● **LIST OF TASKS**:
A – In the Babuyan Islands account below, decide whether each statement agrees with the text: (i) the writer was ordained in 1993; (ii) the Prior Provincial assigned the writer to General Santos City; (iii) Camiguin Norte Island offers college education. Answer yes or no for each and quote the words of the text that settle it.
B – Rewrite the passage of the Babuyan Islands account starting at "Back then, the" and ending at "far flung island.", replacing "typhoons" with "tropical storms".

It was one evening after dinner, while having light conversations with some of the brethren of our Dominican community in Manila when I realized that I have been assigned in the same convent for almost 14 years already. A year after I was ordained in 1993, I have been assigned to St. John Lateran Convent in Intramuros, Manila, working as a school administrator at Colegio de San Juan de Letran ever since. And so I entertained the thought of volunteering myself to be assigned to General Santos City, one of our mission areas in Mindanao. I told the mission promoter to tell the Prior Provincial about it, while I daydream of enjoying fresh grilled tuna or tuna sashimi, as the city is known as the “Tuna Capital of the Philippines”.
After the Provincial chapter, the Prior Provincial told me that he heard some good news about me, since I wanted to volunteer to go to the missions. I smiled and thought that I was going to get what I wished for. But the Prior Provincial told me that since I wanted to volunteer to go to the missions, he was assigning me not to General Santos City, but to Babuyan Islands! Babuyan Islands is a group of five remote and isolated islands in the north of the Philippines where Filipino Dominicans administer a school and a parish on two of the more populated islands.
Back then, the islands do not have electricity, no public markets, no hospitals, no doctors, and no internet! It is often visited by typhoons, which makes crossing the Babuyan Channel very challenging. Later, I realized that those times made me closer to God, really praying hard that I would make it alive after every voyage on jam packed and overloaded boats in treacherous sea conditions! I have one word to describe how it was to cross the sea to and from the island – it’s suicidal! That is why when my friends and acquaintances knew about my new assignment, they asked me what wrongdoing I have done to be sent to this far flung island.
I was sent alone to Camiguin Norte Island in 2008 to be the parish priest of St. Vincent Ferrer Parish and the school director of Lyceum of Camiguin, a mission high school of the Dominican mission station on the island. The island belonged to a fifth class municipality, which means that more than fifty percent of its population lives in poverty. The people’s sources of livelihood on the island are fishing and farming. About one third of its approximately 6,000 population are of school age. There are 4 public elementary schools, a public high school and the Dominican mission high school. There is no college education on the island, and those who would like to pursue higher education would have to go to the mainland, about 4 to 6 hours by boat… depending on the weather and the size and load of the boat!

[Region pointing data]
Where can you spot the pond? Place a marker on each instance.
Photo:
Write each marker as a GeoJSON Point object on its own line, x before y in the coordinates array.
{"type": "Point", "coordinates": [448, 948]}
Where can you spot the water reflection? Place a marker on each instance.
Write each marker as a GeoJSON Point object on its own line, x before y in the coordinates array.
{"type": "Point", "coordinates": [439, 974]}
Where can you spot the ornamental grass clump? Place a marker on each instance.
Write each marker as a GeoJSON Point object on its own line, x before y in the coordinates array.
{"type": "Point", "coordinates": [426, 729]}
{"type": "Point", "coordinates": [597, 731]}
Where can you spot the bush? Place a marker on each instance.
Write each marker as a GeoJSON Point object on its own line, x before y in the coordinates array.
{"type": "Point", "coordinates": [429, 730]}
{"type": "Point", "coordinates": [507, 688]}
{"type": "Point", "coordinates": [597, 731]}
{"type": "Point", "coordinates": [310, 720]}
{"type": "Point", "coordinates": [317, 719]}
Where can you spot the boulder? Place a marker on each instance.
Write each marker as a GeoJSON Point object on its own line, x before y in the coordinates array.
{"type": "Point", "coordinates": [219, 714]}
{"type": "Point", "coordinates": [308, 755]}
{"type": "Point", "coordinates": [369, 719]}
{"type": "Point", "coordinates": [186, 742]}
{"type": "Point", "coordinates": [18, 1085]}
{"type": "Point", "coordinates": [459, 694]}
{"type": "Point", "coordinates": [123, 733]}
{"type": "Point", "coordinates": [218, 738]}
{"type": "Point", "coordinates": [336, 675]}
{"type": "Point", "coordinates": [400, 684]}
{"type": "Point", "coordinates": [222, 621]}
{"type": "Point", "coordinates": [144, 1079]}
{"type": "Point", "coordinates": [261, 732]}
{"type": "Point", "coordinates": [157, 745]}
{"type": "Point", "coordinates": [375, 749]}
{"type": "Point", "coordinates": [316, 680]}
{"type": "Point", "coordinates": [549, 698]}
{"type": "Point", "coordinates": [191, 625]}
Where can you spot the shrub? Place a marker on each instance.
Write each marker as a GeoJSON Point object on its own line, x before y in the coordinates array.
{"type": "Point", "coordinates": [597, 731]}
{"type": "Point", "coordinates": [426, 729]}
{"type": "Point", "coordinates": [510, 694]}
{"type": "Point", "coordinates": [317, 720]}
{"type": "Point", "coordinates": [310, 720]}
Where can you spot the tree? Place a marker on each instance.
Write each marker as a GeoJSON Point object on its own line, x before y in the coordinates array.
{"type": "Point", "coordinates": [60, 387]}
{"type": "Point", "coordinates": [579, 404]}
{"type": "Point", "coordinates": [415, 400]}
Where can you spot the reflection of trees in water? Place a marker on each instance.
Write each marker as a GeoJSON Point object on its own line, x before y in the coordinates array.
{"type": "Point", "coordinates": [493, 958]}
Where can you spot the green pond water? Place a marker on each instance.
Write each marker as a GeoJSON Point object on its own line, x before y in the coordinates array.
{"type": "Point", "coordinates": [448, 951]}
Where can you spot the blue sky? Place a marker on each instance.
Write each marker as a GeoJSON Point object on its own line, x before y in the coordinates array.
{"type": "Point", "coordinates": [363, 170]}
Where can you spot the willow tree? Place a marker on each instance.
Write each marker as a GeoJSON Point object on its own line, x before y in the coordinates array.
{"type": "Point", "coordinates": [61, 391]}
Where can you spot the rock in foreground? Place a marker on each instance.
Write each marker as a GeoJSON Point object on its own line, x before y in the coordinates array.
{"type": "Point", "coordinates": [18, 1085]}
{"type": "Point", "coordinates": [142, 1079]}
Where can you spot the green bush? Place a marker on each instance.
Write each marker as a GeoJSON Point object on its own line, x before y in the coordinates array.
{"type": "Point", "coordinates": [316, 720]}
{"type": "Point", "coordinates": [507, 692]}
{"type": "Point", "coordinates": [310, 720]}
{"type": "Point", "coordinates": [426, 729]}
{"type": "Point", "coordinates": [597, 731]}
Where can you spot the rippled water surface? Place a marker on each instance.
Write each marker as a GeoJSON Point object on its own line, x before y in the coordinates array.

● **COMPLETED EXERCISE**:
A –
(i) Yes: "I was ordained in 1993"
(ii) No: "he was assigning me not to General Santos City, but to Babuyan Islands!"
(iii) No: "There is no college education on the island"

B –
Back then, the islands do not have electricity, no public markets, no hospitals, no doctors, and no internet! It is often visited by tropical storms, which makes crossing the Babuyan Channel very challenging. Later, I realized that those times made me closer to God, really praying hard that I would make it alive after every voyage on jam packed and overloaded boats in treacherous sea conditions! I have one word to describe how it was to cross the sea to and from the island – it’s suicidal! That is why when my friends and acquaintances knew about my new assignment, they asked me what wrongdoing I have done to be sent to this far flung island.